### INFORMATION SHOWN
━━━━━━━━━━━━━━━━

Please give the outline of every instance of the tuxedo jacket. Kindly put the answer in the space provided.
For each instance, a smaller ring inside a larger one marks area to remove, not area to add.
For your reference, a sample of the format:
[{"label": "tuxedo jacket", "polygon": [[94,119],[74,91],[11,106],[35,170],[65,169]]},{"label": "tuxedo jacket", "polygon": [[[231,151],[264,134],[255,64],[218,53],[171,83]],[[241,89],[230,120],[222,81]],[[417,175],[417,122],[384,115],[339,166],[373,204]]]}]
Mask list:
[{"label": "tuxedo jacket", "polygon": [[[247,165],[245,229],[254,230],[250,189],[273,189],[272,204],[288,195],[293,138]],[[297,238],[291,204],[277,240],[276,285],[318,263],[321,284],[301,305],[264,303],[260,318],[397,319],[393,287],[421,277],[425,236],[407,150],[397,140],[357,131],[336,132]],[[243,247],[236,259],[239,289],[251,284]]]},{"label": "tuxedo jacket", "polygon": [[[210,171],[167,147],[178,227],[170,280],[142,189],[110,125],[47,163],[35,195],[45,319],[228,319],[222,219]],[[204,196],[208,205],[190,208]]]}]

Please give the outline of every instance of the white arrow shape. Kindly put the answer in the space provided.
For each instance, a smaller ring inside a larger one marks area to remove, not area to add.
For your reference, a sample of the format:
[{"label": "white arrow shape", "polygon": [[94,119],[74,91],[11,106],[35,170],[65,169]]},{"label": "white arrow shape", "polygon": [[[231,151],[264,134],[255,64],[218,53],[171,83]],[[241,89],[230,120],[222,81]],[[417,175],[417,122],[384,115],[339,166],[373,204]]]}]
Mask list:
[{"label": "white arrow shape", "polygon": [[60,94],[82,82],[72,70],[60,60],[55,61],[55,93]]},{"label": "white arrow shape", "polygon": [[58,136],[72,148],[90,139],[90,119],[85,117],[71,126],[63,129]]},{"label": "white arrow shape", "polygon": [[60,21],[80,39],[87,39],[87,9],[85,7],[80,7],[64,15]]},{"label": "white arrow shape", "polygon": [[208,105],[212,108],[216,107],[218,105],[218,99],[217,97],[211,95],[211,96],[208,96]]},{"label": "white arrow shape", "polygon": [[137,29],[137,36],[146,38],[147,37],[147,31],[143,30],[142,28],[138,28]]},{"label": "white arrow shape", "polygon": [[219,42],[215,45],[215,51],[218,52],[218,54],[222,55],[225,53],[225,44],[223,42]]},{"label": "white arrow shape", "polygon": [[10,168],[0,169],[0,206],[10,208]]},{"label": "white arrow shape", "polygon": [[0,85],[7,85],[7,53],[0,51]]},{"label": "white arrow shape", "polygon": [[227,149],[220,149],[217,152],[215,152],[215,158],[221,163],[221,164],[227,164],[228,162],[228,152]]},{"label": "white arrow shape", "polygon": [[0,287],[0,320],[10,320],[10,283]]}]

━━━━━━━━━━━━━━━━

Nothing should be left out: repeat all of the data exactly.

### COMPLETE RESPONSE
Please give the outline of every instance of the tuxedo jacket. Kindly put the answer in the space provided.
For each instance, a smaller ring inside a larger one marks area to remove, not area to add.
For your reference, a sample of the format:
[{"label": "tuxedo jacket", "polygon": [[94,119],[74,91],[11,106],[35,170],[65,169]]},{"label": "tuxedo jacket", "polygon": [[[231,151],[264,134],[255,64],[218,53],[171,83]],[[241,89],[230,120],[222,81]],[[417,175],[417,122],[384,115],[339,166],[373,204]]]}]
Mask list:
[{"label": "tuxedo jacket", "polygon": [[[247,165],[245,229],[254,230],[250,189],[273,189],[272,204],[288,195],[293,138]],[[297,238],[291,204],[277,240],[276,285],[318,263],[321,284],[301,305],[264,303],[260,318],[397,319],[393,287],[421,277],[425,236],[407,150],[397,140],[357,131],[336,132]],[[243,247],[236,259],[239,289],[251,284]]]},{"label": "tuxedo jacket", "polygon": [[[210,171],[167,147],[178,227],[170,280],[142,189],[110,125],[47,163],[35,195],[45,319],[228,319],[222,219]],[[204,196],[208,205],[190,208]]]}]

Please give the outline of every instance of the white arrow shape. Kindly put the answer in the space provided.
For each instance, a smaller ring inside a larger one marks area to remove, not area to add.
For your reference, a sample of the format:
[{"label": "white arrow shape", "polygon": [[94,119],[74,91],[11,106],[35,170],[65,169]]},{"label": "white arrow shape", "polygon": [[[231,151],[264,134],[255,64],[218,53],[171,83]],[[241,89],[230,120],[222,81]],[[417,175],[417,122],[384,115],[339,166],[373,204]]]}]
Mask list:
[{"label": "white arrow shape", "polygon": [[60,94],[82,82],[72,70],[60,60],[55,61],[55,93]]},{"label": "white arrow shape", "polygon": [[58,136],[72,148],[90,139],[90,119],[85,117],[71,126],[63,129]]},{"label": "white arrow shape", "polygon": [[60,21],[80,39],[87,39],[87,9],[85,7],[80,7],[64,15]]},{"label": "white arrow shape", "polygon": [[208,105],[212,108],[216,107],[218,105],[218,99],[217,97],[211,95],[211,96],[208,96]]},{"label": "white arrow shape", "polygon": [[137,29],[137,36],[146,38],[147,37],[147,31],[143,30],[142,28],[138,28]]},{"label": "white arrow shape", "polygon": [[219,42],[215,45],[215,51],[218,52],[218,54],[222,55],[225,53],[225,44],[223,42]]},{"label": "white arrow shape", "polygon": [[10,168],[0,169],[0,206],[10,208]]},{"label": "white arrow shape", "polygon": [[0,85],[7,85],[7,53],[0,51]]},{"label": "white arrow shape", "polygon": [[227,149],[220,149],[217,152],[215,152],[215,158],[221,163],[221,164],[227,164],[228,162],[228,152]]},{"label": "white arrow shape", "polygon": [[0,287],[0,320],[10,320],[10,283]]}]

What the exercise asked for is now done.